▸ YOUR GOAL:
Can you render every line of the records as a Markdown table with the columns Row and Line, where Row numbers each entry, blank lines are skipped and the pictures are left out?

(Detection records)

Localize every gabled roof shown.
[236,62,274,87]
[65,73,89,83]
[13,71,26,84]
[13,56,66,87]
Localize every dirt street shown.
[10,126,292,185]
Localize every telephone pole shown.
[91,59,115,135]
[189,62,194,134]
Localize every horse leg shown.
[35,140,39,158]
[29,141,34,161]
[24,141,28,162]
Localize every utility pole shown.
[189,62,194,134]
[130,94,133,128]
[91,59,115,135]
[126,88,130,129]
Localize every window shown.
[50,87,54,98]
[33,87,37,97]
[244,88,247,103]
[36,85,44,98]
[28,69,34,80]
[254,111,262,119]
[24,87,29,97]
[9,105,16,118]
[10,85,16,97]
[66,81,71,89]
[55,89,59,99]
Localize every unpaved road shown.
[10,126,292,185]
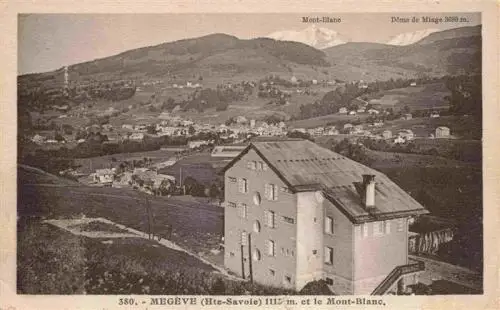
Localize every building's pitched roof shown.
[223,139,428,223]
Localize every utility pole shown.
[146,194,154,239]
[241,243,245,280]
[248,233,253,283]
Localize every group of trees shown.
[183,87,246,112]
[296,78,444,119]
[445,75,483,120]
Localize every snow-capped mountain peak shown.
[387,28,439,45]
[266,25,347,49]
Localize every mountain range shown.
[266,24,349,49]
[387,28,439,46]
[19,26,481,86]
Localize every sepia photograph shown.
[9,11,485,306]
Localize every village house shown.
[223,139,428,295]
[128,132,144,141]
[431,111,439,118]
[382,130,392,139]
[394,136,406,144]
[323,126,339,136]
[356,107,366,113]
[398,129,415,141]
[188,140,210,149]
[211,144,246,158]
[31,134,45,144]
[402,113,413,121]
[353,124,363,132]
[436,126,450,138]
[91,169,115,185]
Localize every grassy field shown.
[17,167,292,295]
[75,150,175,173]
[159,153,228,186]
[288,114,369,128]
[367,83,450,110]
[17,218,230,294]
[375,116,482,140]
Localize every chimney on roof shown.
[363,174,375,207]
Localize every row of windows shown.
[268,268,292,284]
[356,218,405,238]
[247,160,269,171]
[241,231,295,261]
[228,177,291,204]
[227,202,295,232]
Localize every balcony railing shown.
[372,261,425,295]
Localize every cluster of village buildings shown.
[32,108,451,148]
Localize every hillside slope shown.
[324,26,481,81]
[19,34,329,86]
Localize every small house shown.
[92,169,115,185]
[382,130,392,139]
[339,107,348,114]
[436,126,450,138]
[394,136,406,144]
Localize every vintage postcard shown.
[0,1,498,309]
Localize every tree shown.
[146,124,158,135]
[286,131,314,141]
[158,179,175,196]
[54,131,66,142]
[188,125,196,135]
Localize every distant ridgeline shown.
[18,71,136,108]
[296,75,482,119]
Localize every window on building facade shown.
[267,240,276,256]
[325,216,333,235]
[264,184,278,200]
[325,247,333,265]
[240,203,248,219]
[253,221,260,232]
[373,222,384,236]
[398,218,405,231]
[238,178,248,193]
[252,249,261,261]
[240,231,248,245]
[253,192,262,206]
[284,275,292,284]
[280,186,292,193]
[257,161,264,171]
[264,210,275,228]
[247,160,257,170]
[383,221,391,235]
[363,223,368,238]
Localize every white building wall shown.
[296,192,323,290]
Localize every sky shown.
[18,12,481,74]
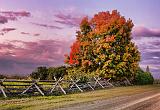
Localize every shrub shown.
[135,68,154,85]
[30,66,66,80]
[0,74,6,79]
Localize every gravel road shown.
[56,91,160,110]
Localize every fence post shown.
[0,78,7,98]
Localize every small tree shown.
[30,67,48,80]
[65,10,140,79]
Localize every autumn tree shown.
[66,10,140,79]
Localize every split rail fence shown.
[0,77,131,98]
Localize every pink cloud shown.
[21,32,40,36]
[0,28,16,35]
[0,15,8,24]
[21,32,30,35]
[31,22,62,29]
[0,11,31,17]
[54,13,84,27]
[0,40,70,73]
[0,11,31,24]
[132,27,160,37]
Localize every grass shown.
[0,85,160,110]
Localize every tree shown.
[30,67,48,80]
[65,10,140,79]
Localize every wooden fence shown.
[0,77,131,97]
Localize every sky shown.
[0,0,160,78]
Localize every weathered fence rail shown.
[0,77,130,97]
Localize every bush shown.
[0,74,6,79]
[135,68,154,85]
[30,66,66,80]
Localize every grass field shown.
[0,85,160,110]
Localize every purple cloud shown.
[133,27,160,37]
[0,11,31,17]
[54,13,84,27]
[21,32,40,36]
[0,11,31,24]
[0,28,16,35]
[31,22,63,29]
[0,40,70,74]
[0,15,8,24]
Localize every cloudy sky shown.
[0,0,160,77]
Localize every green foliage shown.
[30,66,67,80]
[135,68,154,85]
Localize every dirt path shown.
[56,91,160,110]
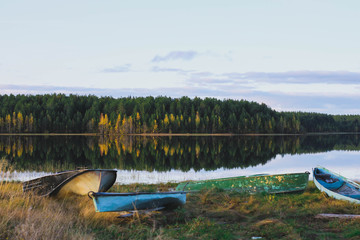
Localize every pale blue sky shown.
[0,0,360,114]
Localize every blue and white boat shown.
[89,192,186,212]
[313,166,360,204]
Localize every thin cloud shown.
[151,66,191,74]
[151,51,199,62]
[101,64,131,73]
[229,71,360,84]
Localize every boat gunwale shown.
[313,166,360,204]
[89,191,188,198]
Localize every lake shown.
[0,134,360,184]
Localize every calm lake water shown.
[0,134,360,184]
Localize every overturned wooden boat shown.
[176,172,310,194]
[89,191,186,212]
[23,169,117,197]
[313,166,360,203]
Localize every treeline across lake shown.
[0,134,360,172]
[0,94,360,135]
[0,134,360,172]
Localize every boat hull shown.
[176,172,309,194]
[313,166,360,204]
[89,192,186,212]
[23,169,117,197]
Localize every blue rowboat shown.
[89,192,186,212]
[313,166,360,204]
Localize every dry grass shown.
[0,160,360,240]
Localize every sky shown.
[0,0,360,114]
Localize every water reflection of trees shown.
[0,135,360,171]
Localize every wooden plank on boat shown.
[315,213,360,219]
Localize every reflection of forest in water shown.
[0,135,360,171]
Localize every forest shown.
[0,94,360,135]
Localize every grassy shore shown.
[0,177,360,239]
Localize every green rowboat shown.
[176,172,310,194]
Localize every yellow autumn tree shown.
[17,112,24,132]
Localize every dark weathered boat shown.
[176,172,310,194]
[89,192,186,212]
[23,169,117,197]
[313,166,360,203]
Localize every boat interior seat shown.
[344,194,360,200]
[317,179,345,191]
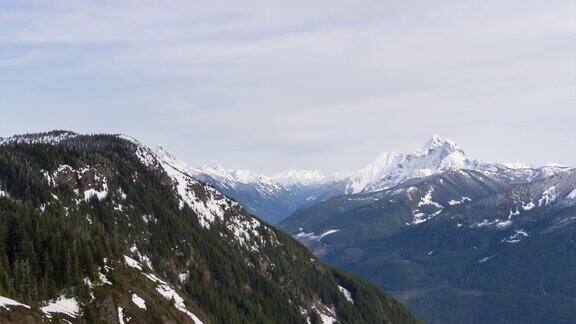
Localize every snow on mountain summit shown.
[346,135,469,193]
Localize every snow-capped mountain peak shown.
[272,170,329,187]
[346,135,469,193]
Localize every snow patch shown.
[0,296,30,309]
[41,295,80,318]
[124,255,142,271]
[478,253,498,263]
[338,285,354,304]
[132,294,146,309]
[118,307,124,324]
[538,186,557,207]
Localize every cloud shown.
[0,0,576,172]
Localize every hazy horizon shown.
[0,0,576,175]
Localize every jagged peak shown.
[422,134,461,151]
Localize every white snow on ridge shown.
[132,294,146,309]
[502,229,530,244]
[158,146,237,228]
[145,274,203,324]
[478,253,498,263]
[538,186,557,207]
[0,296,30,309]
[118,307,124,324]
[124,255,142,271]
[566,188,576,199]
[41,295,80,318]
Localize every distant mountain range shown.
[184,135,567,224]
[173,136,576,323]
[278,141,576,323]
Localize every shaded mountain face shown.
[0,132,416,323]
[186,136,566,224]
[279,163,576,323]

▸ ANSWER TO THE PROBLEM:
| Row | Line |
|---|---|
| 1 | Localize every gabled roof shown. |
| 2 | [236,62,274,87] |
| 3 | [65,73,89,83] |
| 4 | [13,71,26,84] |
| 5 | [13,56,66,87] |
| 6 | Localize every dirt street shown. |
| 7 | [10,126,292,185] |
| 8 | Localize every telephone pole shown. |
| 9 | [91,59,115,135] |
| 10 | [189,62,194,134] |
| 11 | Localize every horse leg shown. |
| 12 | [35,140,39,158] |
| 13 | [29,141,34,161] |
| 14 | [24,141,28,162] |
| 15 | Localize every utility pole shown. |
| 16 | [189,62,194,134] |
| 17 | [130,94,133,128] |
| 18 | [91,59,115,135] |
| 19 | [126,88,130,129] |
| 20 | Localize every window shown. |
| 21 | [50,87,54,98] |
| 22 | [33,87,37,97] |
| 23 | [244,88,247,103] |
| 24 | [36,85,44,98] |
| 25 | [28,69,34,80] |
| 26 | [254,111,262,119] |
| 27 | [24,87,29,97] |
| 28 | [9,105,16,118] |
| 29 | [10,85,16,97] |
| 30 | [66,81,71,89] |
| 31 | [55,89,59,99] |
| 32 | Localize every unpaved road shown. |
| 33 | [10,126,292,185] |
| 34 | Localize every building's pitched roof shown. |
| 35 | [223,139,428,223] |
| 36 | Localize every utility pole shown. |
| 37 | [146,194,154,239] |
| 38 | [241,243,245,280] |
| 39 | [248,233,253,283] |
| 40 | Localize every group of trees shown. |
| 41 | [183,87,246,112] |
| 42 | [296,78,444,119] |
| 43 | [445,75,483,120] |
| 44 | Localize every snow-capped mountain peak shown. |
| 45 | [387,28,439,45] |
| 46 | [266,25,347,49] |
| 47 | Localize every mountain range shown. |
| 48 | [266,24,349,49] |
| 49 | [387,28,439,46] |
| 50 | [19,26,481,86] |
| 51 | Localize every sepia photograph shown. |
| 52 | [9,11,485,306] |
| 53 | Localize every village house shown. |
| 54 | [223,139,428,295] |
| 55 | [128,132,144,141] |
| 56 | [431,111,439,118] |
| 57 | [382,130,392,139] |
| 58 | [394,136,406,144] |
| 59 | [323,126,339,136] |
| 60 | [356,107,366,113] |
| 61 | [398,129,415,141] |
| 62 | [188,140,210,149] |
| 63 | [211,144,246,158] |
| 64 | [31,134,45,144] |
| 65 | [402,113,413,121] |
| 66 | [353,124,363,132] |
| 67 | [436,126,450,138] |
| 68 | [91,169,115,185] |
| 69 | Localize every grassy field shown. |
| 70 | [17,167,292,295] |
| 71 | [75,150,175,173] |
| 72 | [159,153,228,186] |
| 73 | [288,114,369,128] |
| 74 | [367,83,450,110] |
| 75 | [17,218,230,294] |
| 76 | [375,116,482,140] |
| 77 | Localize every chimney on roof shown. |
| 78 | [363,174,375,207] |
| 79 | Localize every row of windows shown. |
| 80 | [268,268,292,284] |
| 81 | [356,218,405,238] |
| 82 | [247,160,269,171] |
| 83 | [241,231,295,261] |
| 84 | [228,177,291,204] |
| 85 | [227,202,295,232] |
| 86 | Localize every balcony railing shown. |
| 87 | [372,261,425,295] |
| 88 | Localize every cluster of village buildings shown. |
| 89 | [32,108,451,148] |
| 90 | Localize every hillside slope shown. |
| 91 | [324,26,481,81] |
| 92 | [19,34,329,86] |
| 93 | Localize every small house shown. |
| 94 | [92,169,115,185] |
| 95 | [382,130,392,139] |
| 96 | [339,107,348,114] |
| 97 | [436,126,450,138] |
| 98 | [394,136,406,144] |
| 99 | Localize every vintage postcard shown. |
| 100 | [0,1,498,309] |
| 101 | Localize every tree shown. |
| 102 | [146,124,158,135] |
| 103 | [286,131,314,141] |
| 104 | [158,179,175,196] |
| 105 | [54,131,66,142] |
| 106 | [188,125,196,135] |
| 107 | Localize every distant ridgeline shown. |
| 108 | [18,71,136,108] |
| 109 | [296,75,482,119] |
| 110 | Localize every window on building facade shown. |
| 111 | [267,240,276,256] |
| 112 | [325,216,333,235] |
| 113 | [264,184,278,200] |
| 114 | [325,247,333,265] |
| 115 | [240,203,248,219] |
| 116 | [253,221,260,232] |
| 117 | [373,222,384,236] |
| 118 | [398,218,405,231] |
| 119 | [238,178,248,193] |
| 120 | [252,249,261,261] |
| 121 | [240,231,248,245] |
| 122 | [253,192,262,206] |
| 123 | [284,275,292,284] |
| 124 | [280,186,292,193] |
| 125 | [257,161,264,171] |
| 126 | [264,210,275,228] |
| 127 | [247,160,257,170] |
| 128 | [383,221,391,235] |
| 129 | [363,223,368,238] |
| 130 | Localize every white building wall shown. |
| 131 | [296,192,323,290] |
| 132 | Localize every sky shown. |
| 133 | [18,12,481,74] |
| 134 | Localize every shrub shown. |
| 135 | [135,68,154,85] |
| 136 | [30,66,66,80] |
| 137 | [0,74,6,79] |
| 138 | Localize every gravel road shown. |
| 139 | [56,91,160,110] |
| 140 | Localize every fence post shown. |
| 141 | [0,78,7,98] |
| 142 | Localize every small tree shown. |
| 143 | [30,67,48,80] |
| 144 | [65,10,140,79] |
| 145 | Localize every autumn tree shown. |
| 146 | [66,10,140,79] |
| 147 | Localize every split rail fence shown. |
| 148 | [0,77,131,98] |
| 149 | Localize every pink cloud shown. |
| 150 | [21,32,40,36] |
| 151 | [0,28,16,35] |
| 152 | [0,15,8,24] |
| 153 | [21,32,30,35] |
| 154 | [31,22,62,29] |
| 155 | [0,11,31,17] |
| 156 | [54,13,84,27] |
| 157 | [0,40,70,73] |
| 158 | [0,11,31,24] |
| 159 | [132,27,160,37] |
| 160 | Localize every grass shown. |
| 161 | [0,85,160,110] |
| 162 | Localize every tree shown. |
| 163 | [30,67,48,80] |
| 164 | [65,10,140,79] |
| 165 | Localize every wooden fence shown. |
| 166 | [0,77,131,97] |
| 167 | Localize every sky shown. |
| 168 | [0,0,160,78] |
| 169 | Localize every weathered fence rail shown. |
| 170 | [0,77,130,97] |
| 171 | Localize every bush shown. |
| 172 | [0,74,6,79] |
| 173 | [135,68,154,85] |
| 174 | [30,66,66,80] |
| 175 | Localize every grass field shown. |
| 176 | [0,85,160,110] |
| 177 | Localize every purple cloud shown. |
| 178 | [133,27,160,37] |
| 179 | [0,11,31,17] |
| 180 | [54,13,84,27] |
| 181 | [21,32,40,36] |
| 182 | [0,11,31,24] |
| 183 | [0,28,16,35] |
| 184 | [31,22,63,29] |
| 185 | [0,40,70,74] |
| 186 | [0,15,8,24] |
| 187 | Localize every cloudy sky shown. |
| 188 | [0,0,160,77] |
| 189 | Localize every green foliage shown. |
| 190 | [30,66,67,80] |
| 191 | [135,68,154,85] |
| 192 | Localize every dirt path shown. |
| 193 | [56,91,160,110] |
| 194 | Localize every pale blue sky shown. |
| 195 | [0,0,360,114] |
| 196 | Localize every blue and white boat shown. |
| 197 | [89,192,186,212] |
| 198 | [313,166,360,204] |
| 199 | Localize every thin cloud shown. |
| 200 | [151,66,191,74] |
| 201 | [151,51,199,62] |
| 202 | [101,64,131,73] |
| 203 | [229,71,360,84] |
| 204 | Localize every boat gunwale shown. |
| 205 | [313,166,360,204] |
| 206 | [89,191,188,198] |
| 207 | Localize every lake shown. |
| 208 | [0,134,360,184] |
| 209 | Localize every calm lake water shown. |
| 210 | [0,134,360,184] |
| 211 | Localize every overturned wooden boat shown. |
| 212 | [176,172,310,194] |
| 213 | [89,191,186,212] |
| 214 | [23,169,117,197] |
| 215 | [313,166,360,203] |
| 216 | Localize every treeline across lake shown. |
| 217 | [0,134,360,172] |
| 218 | [0,94,360,135] |
| 219 | [0,134,360,172] |
| 220 | Localize every boat hull shown. |
| 221 | [176,172,309,194] |
| 222 | [313,166,360,204] |
| 223 | [89,192,186,212] |
| 224 | [23,169,117,197] |
| 225 | Localize every blue rowboat shown. |
| 226 | [89,192,186,212] |
| 227 | [313,166,360,204] |
| 228 | Localize every dry grass shown. |
| 229 | [0,160,360,240] |
| 230 | Localize every sky shown. |
| 231 | [0,0,360,114] |
| 232 | Localize every water reflection of trees shown. |
| 233 | [0,135,360,171] |
| 234 | Localize every wooden plank on boat shown. |
| 235 | [315,213,360,219] |
| 236 | Localize every reflection of forest in water shown. |
| 237 | [0,135,360,171] |
| 238 | Localize every forest shown. |
| 239 | [0,94,360,135] |
| 240 | Localize every grassy shore shown. |
| 241 | [0,177,360,239] |
| 242 | Localize every green rowboat shown. |
| 243 | [176,172,310,194] |
| 244 | Localize every yellow autumn tree shown. |
| 245 | [17,112,24,132] |
| 246 | Localize every dark weathered boat shown. |
| 247 | [176,172,310,194] |
| 248 | [89,192,186,212] |
| 249 | [23,169,117,197] |
| 250 | [313,166,360,203] |
| 251 | Localize every boat interior seat shown. |
| 252 | [344,194,360,200] |
| 253 | [317,179,345,191] |
| 254 | Localize every snow on mountain summit shown. |
| 255 | [346,135,469,193] |
| 256 | Localize every snow-capped mountain peak shown. |
| 257 | [272,170,329,187] |
| 258 | [346,135,469,193] |
| 259 | Localize every snow patch shown. |
| 260 | [0,296,30,309] |
| 261 | [41,295,80,318] |
| 262 | [124,255,142,271] |
| 263 | [478,253,498,263] |
| 264 | [338,285,354,304] |
| 265 | [132,294,146,309] |
| 266 | [118,307,124,324] |
| 267 | [538,186,557,207] |
| 268 | Localize every cloud shown. |
| 269 | [0,0,576,172] |
| 270 | Localize every hazy horizon shown. |
| 271 | [0,0,576,175] |
| 272 | Localize every jagged peak shown. |
| 273 | [422,134,461,151] |
| 274 | Localize every white snow on ridge shown. |
| 275 | [132,294,146,309] |
| 276 | [502,229,530,244] |
| 277 | [158,146,237,228] |
| 278 | [145,274,203,324] |
| 279 | [478,253,498,263] |
| 280 | [538,186,557,207] |
| 281 | [0,296,30,309] |
| 282 | [118,307,124,324] |
| 283 | [124,255,142,271] |
| 284 | [566,188,576,199] |
| 285 | [41,295,80,318] |
| 286 | Localize every distant mountain range shown. |
| 287 | [184,135,567,224] |
| 288 | [173,136,576,323] |
| 289 | [278,141,576,323] |
| 290 | Localize every shaded mountain face shown. |
| 291 | [0,132,416,323] |
| 292 | [186,136,566,224] |
| 293 | [279,163,576,323] |